◆ EXERCISE AIM
Reproduce word for word every line from the one containing "I'd like to know the position of the distant" through the end of the listing below; omit the pictures.

──────── SOURCE MATERIAL ────────

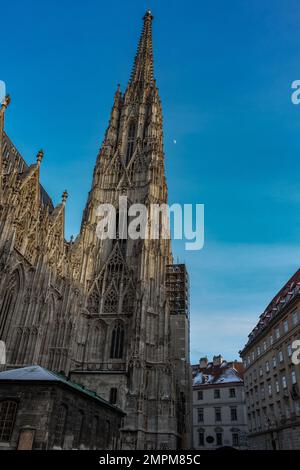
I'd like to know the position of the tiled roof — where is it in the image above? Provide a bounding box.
[243,268,300,350]
[191,361,244,387]
[0,366,125,415]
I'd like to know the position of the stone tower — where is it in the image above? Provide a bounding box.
[0,11,191,450]
[70,11,189,450]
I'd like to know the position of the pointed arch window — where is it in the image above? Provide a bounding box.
[0,400,18,442]
[73,410,84,449]
[53,404,68,448]
[126,121,136,164]
[0,270,20,339]
[110,323,124,359]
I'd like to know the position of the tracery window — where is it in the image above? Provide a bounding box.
[126,121,136,164]
[110,323,124,359]
[0,271,20,338]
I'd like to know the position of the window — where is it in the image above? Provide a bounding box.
[251,351,255,361]
[287,345,293,357]
[54,404,68,448]
[109,388,118,405]
[261,386,265,400]
[259,367,263,377]
[215,408,221,422]
[198,408,204,423]
[126,121,136,164]
[275,328,280,340]
[230,407,237,421]
[265,361,270,373]
[275,380,280,393]
[216,432,223,446]
[257,346,261,356]
[278,351,284,363]
[73,410,84,449]
[214,389,220,399]
[198,391,203,401]
[282,376,287,389]
[257,410,261,428]
[270,335,273,345]
[110,323,125,359]
[92,416,99,449]
[272,356,277,368]
[0,400,18,442]
[263,341,267,352]
[292,310,299,326]
[0,271,20,338]
[283,320,289,333]
[198,431,204,446]
[229,388,236,398]
[106,420,111,448]
[232,433,239,446]
[291,370,297,385]
[268,384,272,396]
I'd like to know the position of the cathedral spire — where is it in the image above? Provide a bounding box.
[129,10,154,88]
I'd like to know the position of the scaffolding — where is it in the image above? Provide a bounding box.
[166,264,190,318]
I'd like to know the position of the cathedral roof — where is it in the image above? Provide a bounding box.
[0,366,125,414]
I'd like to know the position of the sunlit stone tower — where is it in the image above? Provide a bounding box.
[70,11,191,450]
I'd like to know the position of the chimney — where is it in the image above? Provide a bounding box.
[213,355,223,366]
[199,357,208,368]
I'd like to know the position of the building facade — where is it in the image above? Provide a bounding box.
[192,355,248,449]
[0,366,124,450]
[240,269,300,450]
[0,11,191,450]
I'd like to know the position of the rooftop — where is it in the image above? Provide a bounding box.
[0,366,125,415]
[241,268,300,352]
[191,360,244,387]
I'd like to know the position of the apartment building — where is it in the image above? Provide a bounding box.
[240,269,300,449]
[192,355,248,449]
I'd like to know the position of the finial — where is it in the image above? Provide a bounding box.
[62,190,68,203]
[144,10,153,20]
[2,94,11,109]
[36,149,44,164]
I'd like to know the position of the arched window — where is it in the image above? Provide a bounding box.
[110,323,124,359]
[53,404,68,448]
[0,400,18,442]
[73,410,84,449]
[126,121,136,164]
[92,416,99,449]
[0,271,20,339]
[106,419,111,448]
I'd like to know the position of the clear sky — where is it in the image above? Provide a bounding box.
[2,0,300,363]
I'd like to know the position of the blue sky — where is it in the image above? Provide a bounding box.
[2,0,300,363]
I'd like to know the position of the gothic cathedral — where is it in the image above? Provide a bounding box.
[0,11,191,449]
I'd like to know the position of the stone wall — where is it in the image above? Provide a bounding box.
[0,382,124,450]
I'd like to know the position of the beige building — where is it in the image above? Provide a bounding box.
[240,268,300,449]
[192,355,248,449]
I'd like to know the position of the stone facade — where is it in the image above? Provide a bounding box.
[0,11,191,450]
[0,366,124,450]
[240,269,300,449]
[192,356,248,449]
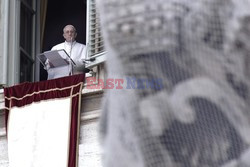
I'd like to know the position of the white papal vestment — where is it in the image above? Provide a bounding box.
[47,41,86,80]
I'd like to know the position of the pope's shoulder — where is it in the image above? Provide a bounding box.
[51,42,64,50]
[75,42,86,48]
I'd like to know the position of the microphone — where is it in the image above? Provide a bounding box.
[82,57,96,64]
[69,37,73,57]
[85,57,95,61]
[83,68,91,73]
[69,37,73,75]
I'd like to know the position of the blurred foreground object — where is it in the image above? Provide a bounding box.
[97,0,250,166]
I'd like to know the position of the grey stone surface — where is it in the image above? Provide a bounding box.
[0,136,9,167]
[79,119,102,167]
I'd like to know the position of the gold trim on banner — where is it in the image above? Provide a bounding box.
[5,82,82,101]
[66,86,74,167]
[76,82,83,167]
[4,92,81,111]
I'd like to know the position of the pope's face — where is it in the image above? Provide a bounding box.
[63,26,77,42]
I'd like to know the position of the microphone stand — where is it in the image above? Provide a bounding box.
[69,37,73,76]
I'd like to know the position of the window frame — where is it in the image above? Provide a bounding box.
[86,0,106,68]
[19,0,37,83]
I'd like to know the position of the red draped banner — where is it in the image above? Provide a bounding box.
[4,74,84,167]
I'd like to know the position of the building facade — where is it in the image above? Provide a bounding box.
[0,0,105,166]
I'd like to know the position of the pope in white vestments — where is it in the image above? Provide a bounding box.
[46,24,87,80]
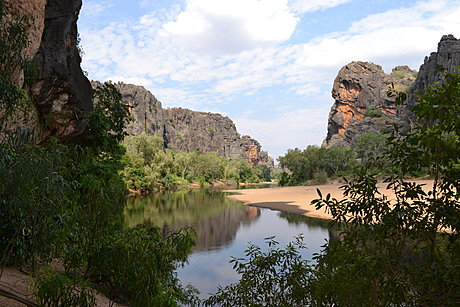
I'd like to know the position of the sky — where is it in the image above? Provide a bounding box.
[78,0,460,159]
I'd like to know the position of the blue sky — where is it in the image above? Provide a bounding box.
[78,0,460,159]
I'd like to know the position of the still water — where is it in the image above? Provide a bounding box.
[124,189,332,299]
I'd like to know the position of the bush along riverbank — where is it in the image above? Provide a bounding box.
[0,9,199,303]
[122,133,273,194]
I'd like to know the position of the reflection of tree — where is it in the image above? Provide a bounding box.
[123,190,261,251]
[277,211,340,240]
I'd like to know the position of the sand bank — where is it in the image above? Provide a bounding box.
[225,180,434,220]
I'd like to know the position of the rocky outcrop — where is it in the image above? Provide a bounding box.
[239,135,273,167]
[30,0,93,141]
[407,35,460,106]
[324,62,416,147]
[109,83,272,165]
[5,0,92,141]
[163,108,243,158]
[92,82,166,138]
[324,35,460,148]
[4,0,46,67]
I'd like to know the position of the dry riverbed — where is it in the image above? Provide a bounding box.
[225,180,434,220]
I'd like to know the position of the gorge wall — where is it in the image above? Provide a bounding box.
[324,34,460,148]
[324,62,416,148]
[107,82,272,166]
[407,34,460,106]
[6,0,92,141]
[5,1,271,166]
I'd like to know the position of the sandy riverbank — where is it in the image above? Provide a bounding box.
[225,180,434,220]
[0,267,127,307]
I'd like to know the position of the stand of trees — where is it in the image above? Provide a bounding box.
[277,129,419,186]
[122,133,271,192]
[205,69,460,306]
[278,146,357,185]
[0,3,197,305]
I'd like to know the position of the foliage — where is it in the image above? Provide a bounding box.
[0,1,31,129]
[205,236,312,307]
[390,70,406,79]
[364,105,383,117]
[35,272,96,307]
[310,69,460,305]
[355,132,387,165]
[87,225,197,306]
[0,141,75,264]
[255,164,272,182]
[122,133,265,191]
[278,146,356,186]
[79,81,131,152]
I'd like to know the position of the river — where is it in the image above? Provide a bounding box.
[123,189,332,299]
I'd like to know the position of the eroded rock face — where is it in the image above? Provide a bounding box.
[324,61,416,147]
[164,108,242,158]
[30,0,92,141]
[92,82,165,138]
[110,83,271,165]
[4,0,46,62]
[407,35,460,106]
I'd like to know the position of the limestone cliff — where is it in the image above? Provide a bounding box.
[324,35,460,148]
[106,83,271,165]
[163,108,242,158]
[407,35,460,106]
[6,0,92,141]
[31,0,93,141]
[324,62,416,147]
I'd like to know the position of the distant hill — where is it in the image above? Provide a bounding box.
[92,82,273,167]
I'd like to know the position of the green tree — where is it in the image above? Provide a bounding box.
[311,69,460,305]
[205,236,312,306]
[0,0,30,128]
[207,70,460,306]
[278,146,355,185]
[355,131,387,165]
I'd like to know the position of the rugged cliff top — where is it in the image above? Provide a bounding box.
[324,61,416,148]
[407,34,460,106]
[324,35,460,148]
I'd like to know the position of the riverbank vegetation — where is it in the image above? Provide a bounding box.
[0,3,197,305]
[122,133,271,193]
[206,69,460,306]
[278,129,424,186]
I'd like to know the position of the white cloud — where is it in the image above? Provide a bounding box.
[160,0,298,53]
[235,105,330,159]
[82,0,460,98]
[84,1,113,17]
[80,0,460,157]
[289,0,351,13]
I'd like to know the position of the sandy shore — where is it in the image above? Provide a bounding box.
[225,180,434,220]
[0,267,127,307]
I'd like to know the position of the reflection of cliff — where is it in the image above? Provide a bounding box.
[123,190,260,252]
[173,206,261,252]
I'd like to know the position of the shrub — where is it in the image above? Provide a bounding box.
[86,225,198,306]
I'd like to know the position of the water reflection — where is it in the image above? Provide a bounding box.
[278,211,341,242]
[124,190,332,298]
[124,190,261,251]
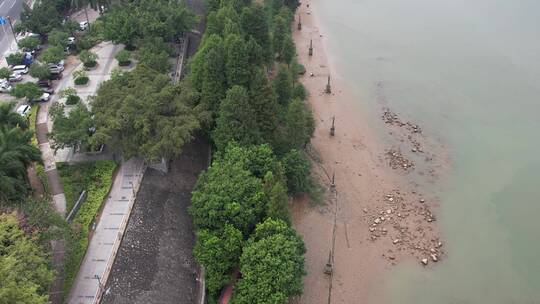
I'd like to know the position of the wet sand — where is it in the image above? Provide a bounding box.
[290,1,447,303]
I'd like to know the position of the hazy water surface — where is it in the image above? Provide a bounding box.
[313,0,540,303]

────────

◆ COMPLETED EXERCISE
I'd like to know the position of the distant hill — where is it in the image above? Provide a bounding box.
[92,82,273,167]
I'd like to know the position of the green tree — where is it in the image above? Provide a bounding box.
[311,69,460,305]
[205,236,312,306]
[0,0,30,128]
[207,70,460,306]
[278,146,355,185]
[355,131,387,165]
I'd like to know the position of the rugged cliff top — where is it in the image above? Provide a bounding box.
[324,61,416,148]
[407,34,460,106]
[324,35,460,148]
I'd like to know the position of the riverbank vegetation — where is it in the image above? Provide a bounding box.
[0,3,197,305]
[122,133,271,193]
[206,69,460,306]
[278,129,424,186]
I'd like to know the position of the white cloud — where is it in the image above? Provide a bounding box.
[160,0,298,53]
[235,105,330,159]
[82,0,460,98]
[84,1,113,17]
[80,0,460,157]
[289,0,351,13]
I'd like to know the position of the sandy shore — where is it in the image above? Provide a bounding box.
[225,180,434,220]
[0,267,127,307]
I'd like to know the position of the reflection of cliff — where is it in the image above? Provide a bounding box.
[123,190,260,252]
[173,206,261,252]
I'd like to know the position of the shrub — where is it in the image above? Provide a bounding box.
[86,225,198,306]
I'd like to know the position of the water reflection — where is it in the image above? Provide a bounding box.
[278,211,341,242]
[124,190,332,298]
[124,190,261,251]
I'd like to know the position of the wet sand — where is it in the image above? Provide a bounding box.
[290,1,447,303]
I'd like to know the position of the hazy water surface — where is it in the image above? Provide a bounding box.
[313,0,540,303]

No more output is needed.